TEXTO PARA LEER:
============================================================
Hay
veces en las que uno se sienta delante del ordenador y no sabe muy bien cómo
enfocar lo que va a escribir. Quizá tenga que esperar a uno de esos aguaceros
que suelen caer en el mes de mayo para que salga algo coherente cuando tantos
improperios se agolpan en la orilla de los labios. Debe de haber unos cuantos
directores y guionistas en Hollywood que están convencidos de que el público es
tonto y se esfuerzan por hacer películas tontas pensadas para tontos. Ésta es
una de ellas.
Hace algunos años,
Mikael Solomon ya lanzó una película de temática parecida que tampoco era nada
del otro jueves aunque se esforzaba por ser entretenida. Se llamaba Hard rain y también había agua caída del
cielo, torrentes desbordados y un golpe de tres millones de dólares. Aquí hay
todo eso pero, para empezar, los diálogos parecen escritos por un enajenado con
la mentalidad de un niño de seis años. Hacía ya tiempo que no había visto o
escuchado nada tan infantil, bisoño, ingenuo e inútil. Con este mimbre ya, de
repente, el huracán se convierte en una brisilla sin demasiado encanto. Sin
embargo, mi corazón es bueno y trata de buscar algo positivo de cualquier
película que se ponga por delante así que, ni corto ni perezoso, comienzo a
fijarme en los actores aunque mucho se tendrían que esforzar si se trata de
sacar intensidad a esos diálogos de biberón. Tampoco. Son malos de solemnidad.
Especialmente el villano que perpetra Ralph Ineson que es como el muñeco del
guiñol que hacía las veces de malo de la historia y que allá que iba con una
palmeta para azotar al primero que se ponía por delante.
============================================================
REGISTROS DE DATOS:
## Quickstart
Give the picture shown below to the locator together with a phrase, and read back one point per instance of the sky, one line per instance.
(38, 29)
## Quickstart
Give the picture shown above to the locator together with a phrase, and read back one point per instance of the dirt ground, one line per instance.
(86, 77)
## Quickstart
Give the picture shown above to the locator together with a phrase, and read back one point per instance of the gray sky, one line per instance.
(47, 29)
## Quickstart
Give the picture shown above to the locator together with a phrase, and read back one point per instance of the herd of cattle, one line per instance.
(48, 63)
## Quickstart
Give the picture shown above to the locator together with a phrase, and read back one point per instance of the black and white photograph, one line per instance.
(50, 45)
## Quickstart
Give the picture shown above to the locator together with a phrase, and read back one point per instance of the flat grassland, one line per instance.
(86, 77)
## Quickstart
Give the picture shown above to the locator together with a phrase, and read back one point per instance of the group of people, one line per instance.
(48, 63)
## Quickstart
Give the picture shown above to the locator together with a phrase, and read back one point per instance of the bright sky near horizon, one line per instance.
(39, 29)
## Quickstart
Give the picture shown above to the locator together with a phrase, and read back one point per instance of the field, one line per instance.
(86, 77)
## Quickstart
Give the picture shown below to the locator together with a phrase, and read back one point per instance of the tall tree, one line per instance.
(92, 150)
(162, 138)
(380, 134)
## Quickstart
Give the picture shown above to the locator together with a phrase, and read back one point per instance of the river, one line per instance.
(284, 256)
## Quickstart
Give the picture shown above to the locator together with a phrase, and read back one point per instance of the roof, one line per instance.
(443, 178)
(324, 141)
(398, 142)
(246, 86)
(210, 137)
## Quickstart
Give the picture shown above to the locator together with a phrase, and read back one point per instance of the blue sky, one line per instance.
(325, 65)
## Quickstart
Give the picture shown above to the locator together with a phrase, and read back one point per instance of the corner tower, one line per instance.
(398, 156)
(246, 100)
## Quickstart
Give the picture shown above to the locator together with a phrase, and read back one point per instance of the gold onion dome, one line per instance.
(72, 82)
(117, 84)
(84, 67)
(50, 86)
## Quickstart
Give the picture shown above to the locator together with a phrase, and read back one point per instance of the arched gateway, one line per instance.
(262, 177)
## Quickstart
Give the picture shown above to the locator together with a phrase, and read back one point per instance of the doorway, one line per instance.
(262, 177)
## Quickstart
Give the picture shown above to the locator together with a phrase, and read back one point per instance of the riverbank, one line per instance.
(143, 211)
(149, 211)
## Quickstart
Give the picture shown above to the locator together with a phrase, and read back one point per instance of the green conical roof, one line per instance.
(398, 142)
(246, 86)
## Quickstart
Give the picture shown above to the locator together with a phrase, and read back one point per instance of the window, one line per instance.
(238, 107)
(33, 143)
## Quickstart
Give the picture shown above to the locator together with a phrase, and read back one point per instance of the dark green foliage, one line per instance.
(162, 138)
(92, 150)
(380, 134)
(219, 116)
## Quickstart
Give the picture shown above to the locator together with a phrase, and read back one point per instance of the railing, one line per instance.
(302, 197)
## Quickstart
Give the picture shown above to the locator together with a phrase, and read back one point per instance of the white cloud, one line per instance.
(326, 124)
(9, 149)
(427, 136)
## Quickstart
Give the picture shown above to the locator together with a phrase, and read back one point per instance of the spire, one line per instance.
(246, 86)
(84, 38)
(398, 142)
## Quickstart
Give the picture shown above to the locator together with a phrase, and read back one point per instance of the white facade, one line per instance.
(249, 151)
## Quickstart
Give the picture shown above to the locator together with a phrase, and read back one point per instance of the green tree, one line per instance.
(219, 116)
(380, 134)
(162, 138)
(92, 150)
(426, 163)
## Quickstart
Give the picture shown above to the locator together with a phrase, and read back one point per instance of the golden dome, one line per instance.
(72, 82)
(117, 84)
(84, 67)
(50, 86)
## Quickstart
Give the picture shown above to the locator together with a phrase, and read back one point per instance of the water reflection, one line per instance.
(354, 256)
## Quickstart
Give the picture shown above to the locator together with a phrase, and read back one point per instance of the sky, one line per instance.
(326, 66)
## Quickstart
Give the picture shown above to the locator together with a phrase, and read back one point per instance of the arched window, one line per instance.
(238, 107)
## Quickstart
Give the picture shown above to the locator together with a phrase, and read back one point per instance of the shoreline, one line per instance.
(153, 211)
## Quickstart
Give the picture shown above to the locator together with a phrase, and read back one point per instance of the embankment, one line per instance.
============================================================
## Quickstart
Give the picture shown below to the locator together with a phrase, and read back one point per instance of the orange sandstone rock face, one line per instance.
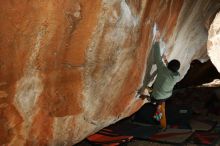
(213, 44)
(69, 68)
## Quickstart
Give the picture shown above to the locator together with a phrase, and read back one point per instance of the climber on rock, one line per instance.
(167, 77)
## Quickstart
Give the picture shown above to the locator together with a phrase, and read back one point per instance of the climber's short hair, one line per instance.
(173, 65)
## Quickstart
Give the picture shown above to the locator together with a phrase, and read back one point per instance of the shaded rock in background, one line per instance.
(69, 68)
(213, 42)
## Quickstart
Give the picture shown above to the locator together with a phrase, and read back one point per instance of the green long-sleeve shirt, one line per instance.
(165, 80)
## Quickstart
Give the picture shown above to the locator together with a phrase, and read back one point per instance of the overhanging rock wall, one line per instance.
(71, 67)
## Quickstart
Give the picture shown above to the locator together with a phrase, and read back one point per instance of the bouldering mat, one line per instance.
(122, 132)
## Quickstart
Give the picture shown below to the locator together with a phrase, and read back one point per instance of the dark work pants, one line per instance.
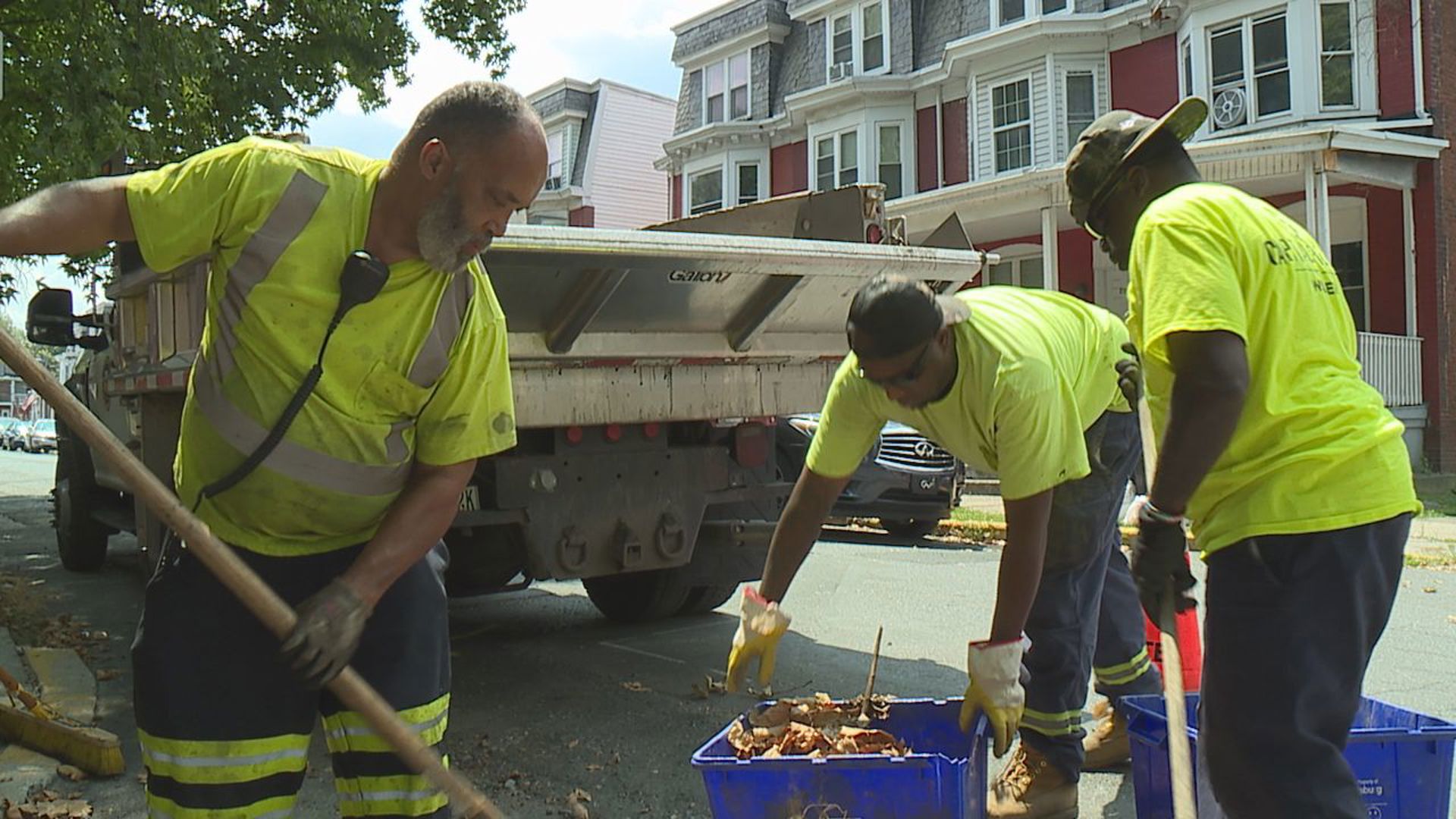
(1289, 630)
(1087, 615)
============================================================
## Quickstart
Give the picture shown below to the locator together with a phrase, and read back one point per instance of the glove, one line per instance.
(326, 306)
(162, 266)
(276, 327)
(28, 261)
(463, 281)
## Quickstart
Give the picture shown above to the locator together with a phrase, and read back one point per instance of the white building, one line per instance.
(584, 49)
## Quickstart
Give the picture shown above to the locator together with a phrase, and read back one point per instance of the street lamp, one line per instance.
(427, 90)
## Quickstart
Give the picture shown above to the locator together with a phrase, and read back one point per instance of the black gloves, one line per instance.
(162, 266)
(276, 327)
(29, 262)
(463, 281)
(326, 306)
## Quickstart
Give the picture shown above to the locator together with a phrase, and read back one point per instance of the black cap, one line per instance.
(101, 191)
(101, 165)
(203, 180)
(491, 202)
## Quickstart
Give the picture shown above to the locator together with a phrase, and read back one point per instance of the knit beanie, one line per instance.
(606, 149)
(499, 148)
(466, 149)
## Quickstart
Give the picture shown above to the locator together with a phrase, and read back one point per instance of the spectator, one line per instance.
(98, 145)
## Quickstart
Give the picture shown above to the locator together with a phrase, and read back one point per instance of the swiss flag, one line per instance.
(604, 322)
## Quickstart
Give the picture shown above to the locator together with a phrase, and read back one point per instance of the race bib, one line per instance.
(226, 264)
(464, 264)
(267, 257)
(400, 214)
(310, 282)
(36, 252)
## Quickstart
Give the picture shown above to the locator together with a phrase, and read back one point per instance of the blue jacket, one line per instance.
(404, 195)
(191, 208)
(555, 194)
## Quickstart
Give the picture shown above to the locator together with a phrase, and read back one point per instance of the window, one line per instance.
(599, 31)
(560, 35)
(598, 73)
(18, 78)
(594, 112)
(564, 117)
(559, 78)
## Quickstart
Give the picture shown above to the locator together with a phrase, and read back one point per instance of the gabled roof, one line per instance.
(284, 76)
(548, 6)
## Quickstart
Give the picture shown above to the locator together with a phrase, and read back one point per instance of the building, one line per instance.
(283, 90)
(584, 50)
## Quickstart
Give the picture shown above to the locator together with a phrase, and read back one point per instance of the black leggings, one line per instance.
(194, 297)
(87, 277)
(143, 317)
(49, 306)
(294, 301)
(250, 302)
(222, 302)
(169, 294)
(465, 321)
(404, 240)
============================================================
TAREA A: ¿Puedes escribir tal cual el fragmento de la reseña de la película que va desde "Especialmente el villano" hasta "ponía por delante."?
TAREA B: ¿Qué adjetivos siguen a «nada tan» en la reseña de la película? Enuméralos todos.
TAREA C: Retoma la reseña de la película justo después de su última oración.

RESULTADO A:
Especialmente el villano que perpetra Ralph Ineson que es como el muñeco del
guiñol que hacía las veces de malo de la historia y que allá que iba con una
palmeta para azotar al primero que se ponía por delante.

RESULTADO B: infantil, bisoño, ingenuo, inútil

RESULTADO C:
Inasequible al
desaliento, busco algo en la dirección. Pues no. Tampoco es que me parezca
buena. Alguna secuencia de acción que es aceptable y alguna otra que es para
cogerle la cámara al director Rob Cohen y metérsela por el oído izquierdo sin
lubricante de ayuda. ¿El argumento? Nanay. Eso no tiene ni pies ni cabeza, se
entretiene en cosas absolutamente secundarias para desembocar en una especie de
carrera de camiones, tal vez porque Cohen viene de Fast and furious y tiene que hacer valer su nombre al volante.
Mira, he encontrado una cosa que no está mal. La música de Lorne Balfe se puede
escuchar. Tiene ritmo, algo de sentido y está bien llevada. ¿Algo más? Pues no.
¿Alguna conclusión? No pierdan el tiempo. Ni siquiera en sacar conclusiones.
Esto no tiene salvación y va a ser mejor que se ahorren el precio de la entrada
porque no funciona ni como simple espectáculo, a no ser que empiecen a la de
tres a extraer algunas semejanzas de esta película con aquella Twister, de Jan de Bont que produjo
Steven Spielberg hace ya la tira de lustros.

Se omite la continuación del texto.